> _Goal_:
Change every "single spaces" in the entries below to "tab characters", leaving all other text as it is. Leave the pictures out of your answer.

===== Items

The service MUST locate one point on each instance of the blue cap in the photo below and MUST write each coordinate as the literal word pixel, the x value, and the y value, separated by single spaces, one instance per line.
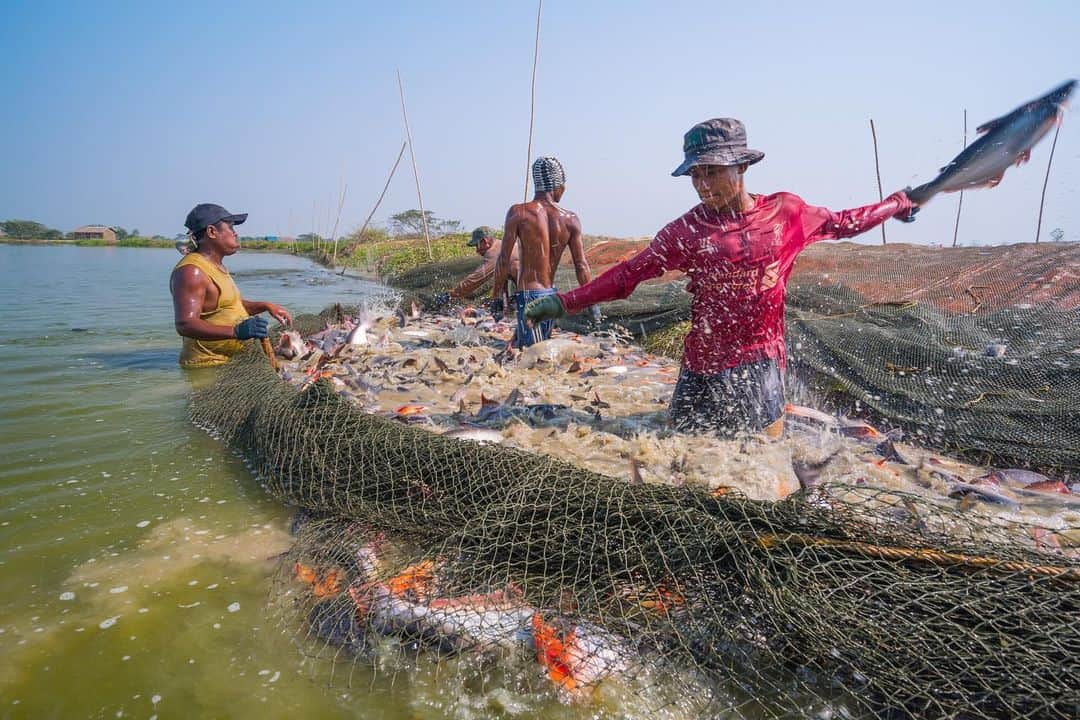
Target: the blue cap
pixel 204 215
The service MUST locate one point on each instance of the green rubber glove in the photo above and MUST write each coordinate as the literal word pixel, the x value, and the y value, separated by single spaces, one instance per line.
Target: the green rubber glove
pixel 548 308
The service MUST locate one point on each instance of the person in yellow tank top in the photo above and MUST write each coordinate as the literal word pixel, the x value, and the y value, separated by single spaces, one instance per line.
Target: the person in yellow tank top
pixel 207 310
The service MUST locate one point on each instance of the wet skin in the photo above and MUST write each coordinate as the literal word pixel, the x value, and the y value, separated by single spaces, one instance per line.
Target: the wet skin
pixel 543 231
pixel 194 293
pixel 721 188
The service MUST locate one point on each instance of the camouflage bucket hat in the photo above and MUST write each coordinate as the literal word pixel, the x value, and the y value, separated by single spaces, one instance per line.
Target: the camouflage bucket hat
pixel 478 234
pixel 716 141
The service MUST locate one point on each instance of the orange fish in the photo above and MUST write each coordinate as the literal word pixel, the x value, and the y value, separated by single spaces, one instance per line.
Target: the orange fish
pixel 417 580
pixel 322 585
pixel 580 657
pixel 552 653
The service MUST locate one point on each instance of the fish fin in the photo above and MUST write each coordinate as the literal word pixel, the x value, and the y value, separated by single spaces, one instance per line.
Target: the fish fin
pixel 997 122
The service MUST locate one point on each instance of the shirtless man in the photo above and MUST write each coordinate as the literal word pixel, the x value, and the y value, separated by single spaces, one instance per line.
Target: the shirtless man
pixel 207 310
pixel 543 230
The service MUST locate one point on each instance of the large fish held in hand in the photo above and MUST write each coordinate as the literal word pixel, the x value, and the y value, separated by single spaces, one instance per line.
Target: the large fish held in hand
pixel 1004 141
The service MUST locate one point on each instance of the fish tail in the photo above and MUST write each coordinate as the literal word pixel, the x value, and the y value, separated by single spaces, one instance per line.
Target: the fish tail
pixel 921 194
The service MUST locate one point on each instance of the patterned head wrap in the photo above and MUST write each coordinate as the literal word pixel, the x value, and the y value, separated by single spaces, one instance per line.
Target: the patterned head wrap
pixel 548 174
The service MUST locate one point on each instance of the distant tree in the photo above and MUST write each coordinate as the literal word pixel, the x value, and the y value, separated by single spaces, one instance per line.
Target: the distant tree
pixel 409 223
pixel 29 230
pixel 449 227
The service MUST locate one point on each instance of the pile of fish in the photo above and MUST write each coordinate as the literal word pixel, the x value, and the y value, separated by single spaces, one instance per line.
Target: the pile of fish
pixel 358 607
pixel 601 402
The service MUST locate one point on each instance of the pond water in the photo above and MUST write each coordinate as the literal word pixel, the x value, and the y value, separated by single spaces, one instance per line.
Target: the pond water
pixel 135 551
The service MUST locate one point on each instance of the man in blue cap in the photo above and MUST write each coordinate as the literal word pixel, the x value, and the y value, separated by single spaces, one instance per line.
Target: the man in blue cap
pixel 738 249
pixel 207 310
pixel 488 247
pixel 544 231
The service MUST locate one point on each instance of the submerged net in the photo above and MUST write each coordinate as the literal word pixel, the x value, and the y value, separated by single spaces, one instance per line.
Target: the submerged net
pixel 499 567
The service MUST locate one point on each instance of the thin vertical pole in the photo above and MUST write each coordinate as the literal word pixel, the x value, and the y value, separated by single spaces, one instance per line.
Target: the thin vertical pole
pixel 345 189
pixel 416 174
pixel 532 102
pixel 360 233
pixel 1045 181
pixel 959 205
pixel 877 167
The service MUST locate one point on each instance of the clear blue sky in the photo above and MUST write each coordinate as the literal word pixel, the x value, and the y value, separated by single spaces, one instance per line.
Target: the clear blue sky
pixel 131 112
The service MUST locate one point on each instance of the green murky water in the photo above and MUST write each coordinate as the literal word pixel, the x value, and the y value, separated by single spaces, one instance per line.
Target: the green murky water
pixel 135 552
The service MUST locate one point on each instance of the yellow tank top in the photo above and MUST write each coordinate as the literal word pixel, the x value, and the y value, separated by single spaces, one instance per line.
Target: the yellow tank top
pixel 229 311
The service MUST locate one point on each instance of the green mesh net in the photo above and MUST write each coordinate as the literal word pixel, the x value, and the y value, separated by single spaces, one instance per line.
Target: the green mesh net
pixel 584 595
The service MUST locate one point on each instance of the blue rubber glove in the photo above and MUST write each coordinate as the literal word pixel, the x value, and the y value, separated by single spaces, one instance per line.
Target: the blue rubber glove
pixel 547 308
pixel 253 327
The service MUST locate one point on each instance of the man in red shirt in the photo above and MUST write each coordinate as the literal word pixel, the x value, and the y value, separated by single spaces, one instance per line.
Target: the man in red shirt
pixel 738 250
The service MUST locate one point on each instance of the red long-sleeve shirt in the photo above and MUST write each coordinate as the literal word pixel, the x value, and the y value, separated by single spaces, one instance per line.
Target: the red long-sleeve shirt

==========

> _Response to the task_:
The service MUST locate one point on each instance of the blue cap in the photo below and MUST write each coordinate as the literal word pixel, the x value, and the y value, separated by tab characters, one instance per line.
Target: the blue cap
pixel 204 215
The service MUST locate one point on each instance of the green rubber glove in the photo above and MUST write each coordinate as the literal word pixel, the x value, and the y value, separated by tab characters, one instance per line.
Target: the green rubber glove
pixel 548 308
The service MUST locate one point on each instance of the person in yellow tank top in the photo above and MUST write each coordinate as the literal word pixel, the x value, and the y value, separated by tab characters, one instance per line.
Target: the person in yellow tank top
pixel 207 310
The service MUST locate one point on each instance of the wet skin in the photo above and MUST write each coordinate as the literal word pixel, the x value, and the y value, separated by tab characters, one instance per line.
Target: the wet skin
pixel 543 231
pixel 194 293
pixel 721 188
The service MUST locate one point on each instance of the camouflage bucket hat in the photo above and MUST write each coordinate as the literal word pixel, the x value, and the y value, separated by tab characters, one instance per line.
Target: the camouflage bucket hat
pixel 478 234
pixel 716 141
The service MUST locate one point on each instance of the orange fish in the photo above and MUST write each coordinate as the literal word pixel, the x value, and the y value, separated by tab characters, one instance per line.
Target: the orange fish
pixel 417 580
pixel 322 585
pixel 580 657
pixel 552 653
The service MUST locate one point on each instance of the fish fin in the photo above and MUST write each coordinate as the literal word pixel, the x value, and the y value, separated by tab characters, one instance per line.
Target: the fish fin
pixel 997 122
The service MUST locate one point on each instance of the shirtless man in the photo above and MUST write each coordinate as the literal word pixel, the x value, and the y value, separated by tab characters, one instance per line.
Target: the shirtless man
pixel 207 310
pixel 543 230
The service MUST locate one point on each instance of the large fish held in hand in the photo above and MUST write each coordinate as the literal word pixel, the x value, and the y value, separated by tab characters, one instance per line.
Target: the large fish held in hand
pixel 1004 141
The service MUST locate one point on each instance of the fish tail in the photo above and MUST write each coordinate as the literal word pixel, the x value, and the y value, separated by tab characters, one instance per line.
Target: the fish tail
pixel 921 194
The service MUST locate one point on each instance of the patterned head wrap in the photo above and MUST write each coordinate as the literal word pixel, the x value, and the y value, separated by tab characters, one instance per line.
Target: the patterned head wrap
pixel 548 174
The service MUST locate one point on each instance of the distant tree in the photo above and MUST write each coordinate as the literal word pixel, the x value, and the y value, separated by tab characters, one instance per line.
Target: the distant tree
pixel 409 223
pixel 29 230
pixel 449 227
The service MUST locate one point on each instance of the pile of fish in the photo above and MUST write each coordinate as the literal word pixel, the x value, and the y value, separated by tab characters, one instance per line.
Target: the pile of fish
pixel 358 607
pixel 601 402
The service MUST locate one point on each instance of the pond water in the photo above and MUST write each coordinate as the literal word pixel, the x value, and the y value, separated by tab characters, one instance per line.
Target: the pond water
pixel 135 551
The service MUST locate one point on each instance of the man in blue cap in the photo above and MUST write each coordinate as the literal word pixel, the x value, and the y value, separated by tab characters, one instance per line.
Target: the man in blue cap
pixel 738 249
pixel 207 310
pixel 488 247
pixel 544 231
The service MUST locate one point on each instance of the submerged net in the photo above and MUST write each coordinate as the literal word pixel, the x value, and the y value, separated by tab characters, one instance per line.
Target: the submerged net
pixel 499 567
The service MUST locate one point on each instance of the thin vertical pole in the photo above and MUST write each coordinate as the literal word pixel, the x value, and the y value, separated by tab characters, one instance per line.
Target: the thin vertical pole
pixel 345 189
pixel 416 174
pixel 532 102
pixel 360 233
pixel 1045 181
pixel 959 205
pixel 877 167
The service MUST locate one point on each instance of the clear blue sky in the photo above and MUST write each coordinate as the literal word pixel, the x value, and the y value, separated by tab characters, one instance per line.
Target: the clear blue sky
pixel 131 112
The service MUST locate one point on each instance of the green murky water in the photo above and MUST write each coordinate as the literal word pixel, the x value, and the y value, separated by tab characters, one instance per line.
Target: the green murky water
pixel 135 552
The service MUST locate one point on each instance of the yellow tank top in the photo above and MUST write each coordinate as the literal word pixel, the x value, and the y value, separated by tab characters, one instance per line.
Target: the yellow tank top
pixel 229 311
The service MUST locate one point on each instance of the green mesh net in the photo above and MUST write each coordinate as the literal word pixel, the x value, and the y value, separated by tab characters, one instance per line.
Target: the green mesh net
pixel 584 595
The service MUST locate one point on each instance of the blue rubber glove in the photo above and MUST write each coordinate as the literal word pixel, the x value, and the y value, separated by tab characters, one instance per line.
Target: the blue rubber glove
pixel 547 308
pixel 253 327
The service MUST locate one point on each instance of the man in red shirt in the photo above and MUST write each coordinate as the literal word pixel, the x value, and the y value, separated by tab characters, one instance per line.
Target: the man in red shirt
pixel 738 250
The service MUST locate one point on each instance of the red long-sleeve shirt in the photo above and MUST write each coordinate as the literal word pixel, the x value, and the y value, separated by tab characters, one instance per line.
Target: the red long-sleeve shirt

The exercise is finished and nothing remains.